◆ **TASK INPUTS**
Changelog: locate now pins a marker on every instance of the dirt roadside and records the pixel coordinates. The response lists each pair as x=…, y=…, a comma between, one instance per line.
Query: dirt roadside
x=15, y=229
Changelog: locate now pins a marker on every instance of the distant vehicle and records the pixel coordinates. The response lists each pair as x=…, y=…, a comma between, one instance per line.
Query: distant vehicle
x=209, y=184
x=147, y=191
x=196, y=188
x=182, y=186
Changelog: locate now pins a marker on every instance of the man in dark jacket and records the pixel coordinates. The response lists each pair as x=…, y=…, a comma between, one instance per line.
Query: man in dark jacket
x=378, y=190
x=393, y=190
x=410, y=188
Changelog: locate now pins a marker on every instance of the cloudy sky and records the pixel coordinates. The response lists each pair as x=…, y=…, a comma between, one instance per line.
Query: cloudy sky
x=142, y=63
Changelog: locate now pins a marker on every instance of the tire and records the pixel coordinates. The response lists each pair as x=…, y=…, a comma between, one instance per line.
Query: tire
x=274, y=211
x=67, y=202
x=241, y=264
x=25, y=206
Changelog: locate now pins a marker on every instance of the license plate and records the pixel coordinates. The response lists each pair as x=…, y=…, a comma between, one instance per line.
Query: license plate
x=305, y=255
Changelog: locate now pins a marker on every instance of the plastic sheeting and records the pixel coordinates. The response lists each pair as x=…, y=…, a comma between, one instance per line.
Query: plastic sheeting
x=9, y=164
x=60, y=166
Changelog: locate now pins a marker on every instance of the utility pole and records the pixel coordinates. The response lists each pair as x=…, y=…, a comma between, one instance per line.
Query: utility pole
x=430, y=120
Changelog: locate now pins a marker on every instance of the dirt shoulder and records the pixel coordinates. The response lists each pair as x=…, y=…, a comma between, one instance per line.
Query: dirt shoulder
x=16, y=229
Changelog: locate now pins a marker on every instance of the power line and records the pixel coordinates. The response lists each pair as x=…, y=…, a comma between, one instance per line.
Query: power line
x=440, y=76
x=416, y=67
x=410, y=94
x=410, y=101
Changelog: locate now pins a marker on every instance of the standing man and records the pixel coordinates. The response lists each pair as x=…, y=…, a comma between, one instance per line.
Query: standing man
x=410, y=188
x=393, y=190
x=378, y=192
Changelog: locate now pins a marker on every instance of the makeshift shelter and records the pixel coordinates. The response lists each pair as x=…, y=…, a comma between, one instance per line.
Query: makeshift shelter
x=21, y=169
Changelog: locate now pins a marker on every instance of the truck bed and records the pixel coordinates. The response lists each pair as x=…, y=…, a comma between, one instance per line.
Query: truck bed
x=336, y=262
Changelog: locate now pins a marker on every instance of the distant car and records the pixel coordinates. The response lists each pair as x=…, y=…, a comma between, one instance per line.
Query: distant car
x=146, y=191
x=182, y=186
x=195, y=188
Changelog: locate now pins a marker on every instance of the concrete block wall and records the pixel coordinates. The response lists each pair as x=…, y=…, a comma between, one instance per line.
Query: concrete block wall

◆ **WORK TO COMPLETE**
Transcribe the records. Keep every word exactly as it stands.

◆ **ANSWER BOX**
Changelog: locate now pins a marker on every instance of the dirt roadside and records the pixel coordinates. The response lists each pair as x=…, y=…, a comma between, one instance per line.
Query: dirt roadside
x=15, y=229
Changelog: locate now pins a marker on every instance of the distant vehicle and records the pixel coordinates. The response lists each pair as x=…, y=…, a comma between, one instance per line.
Query: distant vehicle
x=209, y=184
x=147, y=191
x=196, y=188
x=182, y=186
Changelog: locate now pins a marker on every instance of the man in dark jacket and records the pixel coordinates. The response lists each pair as x=…, y=…, a comma between, one instance per line.
Query: man in dark jacket
x=378, y=190
x=393, y=190
x=410, y=188
Changelog: locate now pins a marker on every instance of the cloudy sky and records the pixel coordinates. The response lists each pair as x=…, y=…, a comma between, one instance per line.
Query: cloudy sky
x=142, y=63
Changelog: locate now pins a marker on every instance of the tire and records the pixel coordinates. The response lists each pair as x=…, y=…, a comma between, one instance per line.
Query: tire
x=274, y=211
x=67, y=202
x=241, y=264
x=25, y=206
Changelog: locate now pins a marker on every instance of the license plate and records the pixel coordinates. The response lists each pair as x=…, y=…, a comma between, one instance per line.
Query: license plate
x=305, y=255
Changelog: locate now pins a marker on every instance of the plastic sheeting and records the pixel coordinates. The response lists each pair as x=…, y=…, a comma between, one instance per line.
Query: plastic sheeting
x=9, y=164
x=60, y=166
Changelog: locate now pins a marker on every instance of the utility pole and records the pixel coordinates. The response lists each pair as x=…, y=…, a comma between, one instance per line.
Query: utility pole
x=430, y=120
Changelog: locate now pins a marker on every instance of the dirt shoulder and records the pixel coordinates. The response lists each pair as x=…, y=…, a comma between, one instance per line.
Query: dirt shoulder
x=16, y=229
Changelog: locate now pins a marker on every instance of the power line and records the pixel coordinates. The response lists each pair as x=…, y=…, a comma between, one instance per line.
Query: power line
x=440, y=76
x=416, y=67
x=410, y=94
x=410, y=101
Changelog: locate now pins a marker on every instance of the standing man and records the pixel coordinates. The response lists each pair as x=…, y=…, a comma between, one instance per line.
Query: standing man
x=410, y=188
x=393, y=190
x=378, y=192
Changelog: locate now pins a marker on every instance of the makeshift shelter and records the pixel coordinates. The response lists each pair as x=…, y=…, a comma between, one instance per line.
Query: makeshift shelter
x=21, y=169
Changelog: locate now pins a marker on every instance of the truck bed and records the pixel coordinates. The response lists each pair as x=…, y=…, a comma between, one instance per line.
Query: truck bed
x=336, y=262
Changelog: locate now pins a marker on every instance of the distant car and records the pixel coordinates. The response lists each pair as x=…, y=…, a comma between, one instance per line.
Query: distant car
x=146, y=191
x=182, y=186
x=195, y=188
Changelog: locate now pins a marker on every instance of the concrete block wall and records the pixel coordinates. The response lists each pair as x=…, y=…, a comma between, one instance per line.
Query: concrete block wall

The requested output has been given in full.